Texte retenu:
┏━━

Section I: Le Contrôle finalement
Section II
La Consolidation
Sudre Dartiguenave
Un avocat devenu sénateur de la République, Sudre Dartiguenave, un natif de l’Anse-à-Veau (Nippes) fut le président du grand corps au moment du débarquement des premiers contingents américains en juillet 1915. Dès leur première rencontre, le chef des occupants y vit quelqu’un sur lequel il pouvait compter et facilita son élection à la présidence le 12 août 1915 pour un mandat de sept ans.
Le premier cabinet de Dartiguenave était composé d’hommes approuvés au préalable par les Américains. Les rares membres qui osaient questionner l’occupant et refusaient d’approuver le Traité d’occupation furent forcés de démissionner. Les plâtrages ultérieurs lui ont permis d’avoir un cabinet pro-américain. Pour respecter les engagements pris avant son élection, Dartiguenave approuva et signa la convention si longtemps souhaitée par les américains allant même jusqu’ à menacer les parlementaires qui se montraient réticents lors du vote.
Le projet de convention fut signé le 16 septembre 1915 par Louis Borno, ministre des Relations extérieures, au nom du gouvernement et par Beale, au nom des Américains donnant ainsi une allure légale à l’occupation. N’ayant plus rien à craindre, les Américains dévoilèrent leur vraie intention. Les premiers chefs de l’occupation, trop diplomates, furent immédiatement remplacés par des officiels qui ne cachaient pas leur mépris pour les institutions haïtiennes et pour les Haïtiens en général au grand dam des élites qui avaient pensé alors qu’elles seraient traitées avec considération. Les deux tâches urgentes ayant été remplies, l’occupant se tournant vers une autre part du plan d’occupation: l’organisation d’un nouveau corps de police qui sera appelée « gendarmerie nationale” et qui les appuiera dans leurs besognes.

┗━━

Consigne A: Relevez toutes les personnes désignées par leur nom dans le texte retenu sur l'occupation américaine.
Le texte retenu et le listing proviennent de sources distinctes.

Données fournies:
┏━━

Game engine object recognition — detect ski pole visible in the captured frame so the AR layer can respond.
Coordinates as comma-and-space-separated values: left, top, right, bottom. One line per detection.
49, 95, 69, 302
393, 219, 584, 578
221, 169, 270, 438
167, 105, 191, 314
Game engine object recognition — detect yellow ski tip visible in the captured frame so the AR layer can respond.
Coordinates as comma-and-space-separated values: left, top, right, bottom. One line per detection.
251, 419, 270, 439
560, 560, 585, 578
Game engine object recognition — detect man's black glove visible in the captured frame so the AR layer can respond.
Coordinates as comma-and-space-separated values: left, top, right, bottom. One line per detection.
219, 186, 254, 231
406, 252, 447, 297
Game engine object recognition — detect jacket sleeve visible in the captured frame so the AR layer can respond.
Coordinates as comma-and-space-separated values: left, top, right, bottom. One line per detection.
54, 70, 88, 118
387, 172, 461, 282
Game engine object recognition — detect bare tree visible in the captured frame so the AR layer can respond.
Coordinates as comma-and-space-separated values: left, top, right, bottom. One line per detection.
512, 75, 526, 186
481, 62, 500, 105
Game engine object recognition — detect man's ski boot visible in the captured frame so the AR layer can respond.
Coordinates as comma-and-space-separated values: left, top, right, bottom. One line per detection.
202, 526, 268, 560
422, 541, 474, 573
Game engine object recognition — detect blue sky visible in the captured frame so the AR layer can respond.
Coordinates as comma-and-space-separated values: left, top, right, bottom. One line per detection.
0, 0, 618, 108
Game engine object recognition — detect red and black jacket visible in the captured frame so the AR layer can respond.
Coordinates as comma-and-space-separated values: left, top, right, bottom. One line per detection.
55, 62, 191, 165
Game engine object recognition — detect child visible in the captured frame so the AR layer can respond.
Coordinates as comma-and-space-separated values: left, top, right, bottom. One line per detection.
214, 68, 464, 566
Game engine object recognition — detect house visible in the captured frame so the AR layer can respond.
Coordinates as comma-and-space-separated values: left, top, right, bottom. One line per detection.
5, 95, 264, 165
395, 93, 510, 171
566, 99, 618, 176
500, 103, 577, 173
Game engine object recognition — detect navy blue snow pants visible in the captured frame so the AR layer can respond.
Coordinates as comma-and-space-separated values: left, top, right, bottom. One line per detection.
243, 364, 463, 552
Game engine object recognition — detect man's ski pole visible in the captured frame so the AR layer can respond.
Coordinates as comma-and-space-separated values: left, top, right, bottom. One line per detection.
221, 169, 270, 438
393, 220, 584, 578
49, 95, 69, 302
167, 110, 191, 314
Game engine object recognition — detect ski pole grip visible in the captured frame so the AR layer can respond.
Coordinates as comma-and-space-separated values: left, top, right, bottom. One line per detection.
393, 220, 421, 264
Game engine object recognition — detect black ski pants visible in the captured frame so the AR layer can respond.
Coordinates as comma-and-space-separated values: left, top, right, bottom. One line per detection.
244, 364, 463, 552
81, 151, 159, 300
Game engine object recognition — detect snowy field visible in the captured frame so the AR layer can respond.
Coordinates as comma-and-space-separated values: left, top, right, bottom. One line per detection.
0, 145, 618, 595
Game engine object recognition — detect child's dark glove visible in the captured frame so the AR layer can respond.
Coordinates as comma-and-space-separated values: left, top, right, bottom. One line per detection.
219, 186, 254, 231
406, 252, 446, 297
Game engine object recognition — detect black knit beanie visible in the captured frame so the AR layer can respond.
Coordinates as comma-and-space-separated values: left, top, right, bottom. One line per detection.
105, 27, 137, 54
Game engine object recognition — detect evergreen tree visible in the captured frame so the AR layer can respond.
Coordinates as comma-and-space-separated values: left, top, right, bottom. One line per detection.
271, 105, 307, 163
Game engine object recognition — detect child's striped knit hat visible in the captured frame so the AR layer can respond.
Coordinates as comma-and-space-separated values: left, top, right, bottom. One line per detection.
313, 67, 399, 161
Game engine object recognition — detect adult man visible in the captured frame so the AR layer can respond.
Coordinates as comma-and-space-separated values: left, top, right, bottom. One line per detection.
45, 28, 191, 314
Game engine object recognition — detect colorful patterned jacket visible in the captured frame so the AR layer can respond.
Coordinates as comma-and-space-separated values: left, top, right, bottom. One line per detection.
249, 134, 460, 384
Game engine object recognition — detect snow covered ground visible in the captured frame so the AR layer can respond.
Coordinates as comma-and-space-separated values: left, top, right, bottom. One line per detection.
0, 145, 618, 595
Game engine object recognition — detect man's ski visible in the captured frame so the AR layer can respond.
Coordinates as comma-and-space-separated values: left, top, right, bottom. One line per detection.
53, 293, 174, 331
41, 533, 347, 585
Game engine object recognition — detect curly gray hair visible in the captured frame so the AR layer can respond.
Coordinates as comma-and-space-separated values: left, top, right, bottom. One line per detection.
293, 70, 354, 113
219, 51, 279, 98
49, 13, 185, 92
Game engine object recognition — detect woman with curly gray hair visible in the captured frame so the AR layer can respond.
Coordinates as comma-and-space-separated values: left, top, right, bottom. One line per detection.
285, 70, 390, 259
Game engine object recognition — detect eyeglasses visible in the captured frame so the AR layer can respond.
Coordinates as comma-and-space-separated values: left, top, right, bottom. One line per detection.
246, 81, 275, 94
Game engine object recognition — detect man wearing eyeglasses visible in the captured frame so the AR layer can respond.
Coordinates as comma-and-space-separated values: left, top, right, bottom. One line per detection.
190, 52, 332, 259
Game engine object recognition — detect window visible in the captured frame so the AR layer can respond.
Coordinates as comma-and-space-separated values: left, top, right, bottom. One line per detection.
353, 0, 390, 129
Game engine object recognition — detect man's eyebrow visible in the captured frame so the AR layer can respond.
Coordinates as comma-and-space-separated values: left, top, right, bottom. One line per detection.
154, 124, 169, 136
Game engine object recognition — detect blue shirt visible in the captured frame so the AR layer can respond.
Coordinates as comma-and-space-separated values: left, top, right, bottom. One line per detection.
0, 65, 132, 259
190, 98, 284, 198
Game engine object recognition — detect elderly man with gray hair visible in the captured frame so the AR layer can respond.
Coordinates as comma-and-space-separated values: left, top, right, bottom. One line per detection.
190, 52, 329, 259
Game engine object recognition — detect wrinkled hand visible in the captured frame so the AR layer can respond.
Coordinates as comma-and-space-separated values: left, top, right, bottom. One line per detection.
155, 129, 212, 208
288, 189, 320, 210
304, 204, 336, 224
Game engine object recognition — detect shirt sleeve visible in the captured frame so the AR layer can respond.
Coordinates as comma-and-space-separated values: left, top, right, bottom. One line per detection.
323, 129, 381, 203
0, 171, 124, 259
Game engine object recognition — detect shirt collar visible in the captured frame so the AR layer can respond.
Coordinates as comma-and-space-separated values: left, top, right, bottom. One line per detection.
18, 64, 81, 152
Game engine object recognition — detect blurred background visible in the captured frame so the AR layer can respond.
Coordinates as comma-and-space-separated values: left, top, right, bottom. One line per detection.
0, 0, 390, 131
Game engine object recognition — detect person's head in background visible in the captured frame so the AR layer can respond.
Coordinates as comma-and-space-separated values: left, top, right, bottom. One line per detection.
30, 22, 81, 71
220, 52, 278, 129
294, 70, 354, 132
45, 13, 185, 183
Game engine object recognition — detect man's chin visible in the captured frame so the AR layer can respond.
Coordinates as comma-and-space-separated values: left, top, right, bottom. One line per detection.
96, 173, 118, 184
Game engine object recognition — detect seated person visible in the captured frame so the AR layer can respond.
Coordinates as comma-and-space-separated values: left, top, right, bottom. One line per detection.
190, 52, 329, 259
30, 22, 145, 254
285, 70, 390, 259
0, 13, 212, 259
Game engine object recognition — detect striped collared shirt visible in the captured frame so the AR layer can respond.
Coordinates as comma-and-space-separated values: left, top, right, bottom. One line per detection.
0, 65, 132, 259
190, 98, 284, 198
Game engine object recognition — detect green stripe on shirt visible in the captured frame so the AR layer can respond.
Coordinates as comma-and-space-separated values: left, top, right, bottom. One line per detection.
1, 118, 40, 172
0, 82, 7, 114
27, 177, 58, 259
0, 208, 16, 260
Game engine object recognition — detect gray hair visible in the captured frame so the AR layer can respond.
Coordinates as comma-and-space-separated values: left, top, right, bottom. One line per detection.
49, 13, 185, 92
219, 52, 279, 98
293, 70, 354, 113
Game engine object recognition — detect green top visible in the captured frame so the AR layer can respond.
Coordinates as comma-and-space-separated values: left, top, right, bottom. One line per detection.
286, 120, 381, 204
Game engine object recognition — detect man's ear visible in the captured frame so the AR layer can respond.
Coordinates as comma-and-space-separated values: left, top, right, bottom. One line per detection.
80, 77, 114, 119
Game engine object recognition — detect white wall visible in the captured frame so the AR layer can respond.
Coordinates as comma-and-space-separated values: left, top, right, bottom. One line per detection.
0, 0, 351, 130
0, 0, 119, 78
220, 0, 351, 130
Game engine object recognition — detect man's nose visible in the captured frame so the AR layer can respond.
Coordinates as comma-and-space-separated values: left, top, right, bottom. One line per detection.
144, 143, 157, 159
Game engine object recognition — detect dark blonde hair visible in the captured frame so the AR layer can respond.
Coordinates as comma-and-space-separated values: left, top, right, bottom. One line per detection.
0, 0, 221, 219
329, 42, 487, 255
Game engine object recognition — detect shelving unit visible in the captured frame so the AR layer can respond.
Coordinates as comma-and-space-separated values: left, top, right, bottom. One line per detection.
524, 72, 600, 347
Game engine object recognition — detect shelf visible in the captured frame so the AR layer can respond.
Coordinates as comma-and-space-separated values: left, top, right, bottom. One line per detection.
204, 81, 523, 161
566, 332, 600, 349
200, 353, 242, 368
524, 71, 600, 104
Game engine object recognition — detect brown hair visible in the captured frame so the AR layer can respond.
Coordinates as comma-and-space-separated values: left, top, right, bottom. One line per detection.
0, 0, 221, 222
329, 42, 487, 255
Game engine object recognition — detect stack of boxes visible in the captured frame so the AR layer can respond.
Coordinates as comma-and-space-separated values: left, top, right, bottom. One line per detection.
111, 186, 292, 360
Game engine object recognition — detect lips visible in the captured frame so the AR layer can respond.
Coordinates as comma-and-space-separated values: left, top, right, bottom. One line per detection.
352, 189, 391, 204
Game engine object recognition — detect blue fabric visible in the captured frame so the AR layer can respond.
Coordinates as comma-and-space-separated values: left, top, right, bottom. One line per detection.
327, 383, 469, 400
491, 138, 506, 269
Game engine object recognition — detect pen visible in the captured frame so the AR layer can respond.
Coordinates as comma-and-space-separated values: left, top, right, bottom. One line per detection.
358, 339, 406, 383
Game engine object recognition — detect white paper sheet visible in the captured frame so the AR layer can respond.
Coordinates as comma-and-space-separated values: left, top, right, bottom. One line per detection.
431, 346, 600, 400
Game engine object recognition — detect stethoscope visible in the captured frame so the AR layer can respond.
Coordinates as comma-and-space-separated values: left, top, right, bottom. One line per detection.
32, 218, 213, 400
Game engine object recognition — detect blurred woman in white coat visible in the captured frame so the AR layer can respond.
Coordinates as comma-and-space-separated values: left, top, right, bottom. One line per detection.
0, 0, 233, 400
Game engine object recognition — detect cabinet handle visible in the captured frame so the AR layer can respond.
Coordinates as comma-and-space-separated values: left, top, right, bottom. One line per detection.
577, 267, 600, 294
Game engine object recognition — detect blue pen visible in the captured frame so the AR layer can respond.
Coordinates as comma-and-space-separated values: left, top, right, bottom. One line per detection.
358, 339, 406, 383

┗━━

Consigne B: Remettez à l'échelle les lignes du listing, en commençant au début du listing et en terminant à la ligne qui contient « 214, 68, 464, 566 », les deux incluses. Recopiez ces lignes, consignes comprises, en multipliant chaque coordonnée des réponses par 0,35 et en arrondissant à l'entier, les demis vers le haut.

Réponse rédigée A:
Sudre Dartiguenave
Louis Borno
Beale

Réponse rédigée B:
Game engine object recognition — detect ski pole visible in the captured frame so the AR layer can respond.
Coordinates as comma-and-space-separated values: left, top, right, bottom. One line per detection.
17, 33, 24, 106
138, 77, 204, 202
77, 59, 95, 153
58, 37, 67, 110
Game engine object recognition — detect yellow ski tip visible in the captured frame so the AR layer can respond.
Coordinates as comma-and-space-separated values: left, top, right, bottom. One line per detection.
88, 147, 95, 154
196, 196, 205, 202
Game engine object recognition — detect man's black glove visible in the captured frame so the AR layer can respond.
Coordinates as comma-and-space-separated values: left, top, right, bottom. One line per detection.
77, 65, 89, 81
142, 88, 156, 104
Game engine object recognition — detect jacket sleeve visible in the captured frame so the AR layer can respond.
Coordinates as comma-and-space-separated values: left, top, right, bottom. One line per detection.
19, 25, 31, 41
135, 60, 161, 99
Game engine object recognition — detect bare tree visible in the captured frame so the AR layer can respond.
Coordinates as comma-and-space-separated values: left, top, right, bottom. One line per detection.
179, 26, 184, 65
168, 22, 175, 37
Game engine object recognition — detect man's ski boot visible in the captured frame so the AR layer can respond.
Coordinates as comma-and-space-separated values: left, top, right, bottom. One line per detection.
71, 184, 94, 196
148, 189, 166, 201
Game engine object recognition — detect blue sky visible in the captured frame so the AR layer can respond.
Coordinates as comma-and-space-separated values: left, top, right, bottom. One line per detection.
0, 0, 216, 38
Game engine object recognition — detect red and black jacket visible in the captured frame so the AR layer can respond.
Coordinates as comma-and-space-separated values: left, top, right, bottom. One line per detection.
19, 22, 67, 58
Game engine object recognition — detect child visible in the captured frame so the AR layer can respond.
Coordinates as comma-and-space-separated values: left, top, right, bottom. One line per detection.
75, 24, 162, 198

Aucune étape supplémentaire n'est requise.